_Instruction_: Return verbatim the lines of the listing below, starting at its first line and ending at the line that contains "pixel 352 73", with both of those lines included.

● ● ●

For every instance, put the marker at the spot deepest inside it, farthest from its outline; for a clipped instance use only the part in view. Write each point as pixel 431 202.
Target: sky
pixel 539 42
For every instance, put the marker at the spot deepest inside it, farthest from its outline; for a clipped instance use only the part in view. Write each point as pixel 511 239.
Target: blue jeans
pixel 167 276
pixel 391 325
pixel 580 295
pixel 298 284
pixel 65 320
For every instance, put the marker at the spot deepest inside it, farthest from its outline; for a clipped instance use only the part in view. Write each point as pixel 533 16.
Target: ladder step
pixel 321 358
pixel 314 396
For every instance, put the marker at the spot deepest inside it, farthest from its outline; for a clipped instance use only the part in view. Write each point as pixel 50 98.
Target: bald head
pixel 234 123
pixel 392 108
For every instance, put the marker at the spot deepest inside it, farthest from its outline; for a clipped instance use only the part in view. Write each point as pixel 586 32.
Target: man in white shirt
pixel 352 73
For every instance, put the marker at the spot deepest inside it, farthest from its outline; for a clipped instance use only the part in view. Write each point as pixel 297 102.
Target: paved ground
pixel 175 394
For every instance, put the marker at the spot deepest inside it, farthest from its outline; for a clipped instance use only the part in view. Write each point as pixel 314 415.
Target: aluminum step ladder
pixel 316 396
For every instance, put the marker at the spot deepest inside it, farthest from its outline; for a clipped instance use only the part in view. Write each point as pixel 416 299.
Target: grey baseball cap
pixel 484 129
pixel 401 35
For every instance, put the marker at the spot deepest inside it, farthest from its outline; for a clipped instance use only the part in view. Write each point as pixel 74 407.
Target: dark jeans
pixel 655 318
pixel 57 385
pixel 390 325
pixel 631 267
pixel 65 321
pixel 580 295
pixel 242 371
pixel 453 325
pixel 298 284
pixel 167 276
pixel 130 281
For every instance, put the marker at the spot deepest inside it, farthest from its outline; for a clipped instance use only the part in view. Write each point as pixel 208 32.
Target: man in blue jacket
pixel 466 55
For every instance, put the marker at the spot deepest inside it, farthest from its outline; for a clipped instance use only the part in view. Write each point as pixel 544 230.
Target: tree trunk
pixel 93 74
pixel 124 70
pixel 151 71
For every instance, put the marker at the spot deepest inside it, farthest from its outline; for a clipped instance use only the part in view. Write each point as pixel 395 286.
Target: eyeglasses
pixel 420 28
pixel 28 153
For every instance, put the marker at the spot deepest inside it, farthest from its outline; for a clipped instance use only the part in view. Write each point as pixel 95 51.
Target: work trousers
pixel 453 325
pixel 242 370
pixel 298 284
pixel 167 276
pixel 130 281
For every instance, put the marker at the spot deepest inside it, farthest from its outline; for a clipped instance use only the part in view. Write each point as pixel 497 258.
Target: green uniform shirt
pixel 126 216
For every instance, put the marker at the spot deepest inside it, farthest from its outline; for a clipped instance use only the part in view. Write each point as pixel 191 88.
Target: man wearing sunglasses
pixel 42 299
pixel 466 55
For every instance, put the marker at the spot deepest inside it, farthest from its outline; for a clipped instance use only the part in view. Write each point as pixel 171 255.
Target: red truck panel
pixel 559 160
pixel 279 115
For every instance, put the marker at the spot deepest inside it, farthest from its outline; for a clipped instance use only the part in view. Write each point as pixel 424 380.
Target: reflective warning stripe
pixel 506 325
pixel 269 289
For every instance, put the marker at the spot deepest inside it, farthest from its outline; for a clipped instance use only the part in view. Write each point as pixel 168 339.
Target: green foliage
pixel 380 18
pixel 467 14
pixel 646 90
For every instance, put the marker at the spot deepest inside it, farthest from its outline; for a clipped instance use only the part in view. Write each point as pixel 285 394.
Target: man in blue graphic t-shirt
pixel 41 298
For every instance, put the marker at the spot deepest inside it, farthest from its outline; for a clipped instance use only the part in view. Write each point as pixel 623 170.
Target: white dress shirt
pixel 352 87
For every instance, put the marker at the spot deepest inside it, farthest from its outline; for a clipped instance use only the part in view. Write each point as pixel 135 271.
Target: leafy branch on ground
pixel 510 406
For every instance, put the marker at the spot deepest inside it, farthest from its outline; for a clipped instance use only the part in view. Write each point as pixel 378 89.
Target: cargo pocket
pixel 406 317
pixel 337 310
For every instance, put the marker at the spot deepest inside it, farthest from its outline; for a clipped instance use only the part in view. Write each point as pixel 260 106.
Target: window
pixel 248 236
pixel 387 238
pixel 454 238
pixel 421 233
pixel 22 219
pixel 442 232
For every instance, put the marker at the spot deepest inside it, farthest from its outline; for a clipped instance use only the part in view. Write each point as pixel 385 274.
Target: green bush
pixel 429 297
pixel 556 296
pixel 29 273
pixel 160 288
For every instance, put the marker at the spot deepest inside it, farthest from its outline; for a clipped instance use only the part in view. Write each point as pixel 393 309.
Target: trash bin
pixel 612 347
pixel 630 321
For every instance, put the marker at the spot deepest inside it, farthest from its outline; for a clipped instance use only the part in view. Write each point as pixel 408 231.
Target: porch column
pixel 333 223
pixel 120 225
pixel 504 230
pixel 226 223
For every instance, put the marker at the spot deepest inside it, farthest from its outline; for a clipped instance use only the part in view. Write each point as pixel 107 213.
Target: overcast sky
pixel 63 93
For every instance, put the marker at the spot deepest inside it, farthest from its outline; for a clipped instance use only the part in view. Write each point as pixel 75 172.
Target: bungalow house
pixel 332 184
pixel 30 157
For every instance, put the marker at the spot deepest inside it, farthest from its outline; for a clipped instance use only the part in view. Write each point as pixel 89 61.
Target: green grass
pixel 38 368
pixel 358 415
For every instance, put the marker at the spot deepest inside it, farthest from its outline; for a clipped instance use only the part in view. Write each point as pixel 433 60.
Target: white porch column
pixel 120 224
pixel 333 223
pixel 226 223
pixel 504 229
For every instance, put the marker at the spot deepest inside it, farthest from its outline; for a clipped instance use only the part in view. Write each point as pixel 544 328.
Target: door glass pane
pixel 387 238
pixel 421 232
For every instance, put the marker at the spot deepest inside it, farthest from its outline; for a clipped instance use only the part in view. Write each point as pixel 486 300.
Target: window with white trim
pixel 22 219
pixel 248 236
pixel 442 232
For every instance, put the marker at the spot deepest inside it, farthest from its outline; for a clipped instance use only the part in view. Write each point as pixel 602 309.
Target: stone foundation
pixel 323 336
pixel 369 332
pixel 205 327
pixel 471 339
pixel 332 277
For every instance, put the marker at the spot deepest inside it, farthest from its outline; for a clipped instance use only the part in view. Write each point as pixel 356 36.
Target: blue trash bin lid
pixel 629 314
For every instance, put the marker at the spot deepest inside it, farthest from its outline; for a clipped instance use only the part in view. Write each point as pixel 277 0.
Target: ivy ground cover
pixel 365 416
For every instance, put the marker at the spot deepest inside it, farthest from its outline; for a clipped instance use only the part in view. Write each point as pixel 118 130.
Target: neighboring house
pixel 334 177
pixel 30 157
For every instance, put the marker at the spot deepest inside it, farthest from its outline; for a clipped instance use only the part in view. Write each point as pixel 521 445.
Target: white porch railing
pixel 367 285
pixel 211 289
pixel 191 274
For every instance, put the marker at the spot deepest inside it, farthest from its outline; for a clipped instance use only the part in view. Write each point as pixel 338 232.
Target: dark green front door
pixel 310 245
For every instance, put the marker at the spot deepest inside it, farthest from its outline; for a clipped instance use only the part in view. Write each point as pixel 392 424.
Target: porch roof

● ● ●

_Answer to the task_:
For every instance, put the marker at the spot deepest inside it, farthest from its outline; for a clipped instance use only the part in view. Write each point as pixel 431 202.
Target: sky
pixel 539 42
For every instance, put the marker at the spot deepest inside it, farthest from its outline; for a clipped instance use only the part in view. Write each point as pixel 511 239.
Target: blue jeans
pixel 167 276
pixel 391 325
pixel 580 295
pixel 298 284
pixel 65 320
For every instance, put the marker at the spot deepest inside it, farthest from its outline; for a clipped instance use only the part in view. Write each point as pixel 533 16.
Target: ladder step
pixel 321 358
pixel 314 396
For every instance, put the marker at the spot deepest inside it, farthest from its outline; for a clipped instance use only the part in view. Write each point as pixel 50 98.
Target: bald head
pixel 234 123
pixel 392 108
For every instance, put the marker at the spot deepest inside it, farthest from its outline; for a clipped instance use only the part in view. Write each point as pixel 586 32.
Target: man in white shirt
pixel 352 73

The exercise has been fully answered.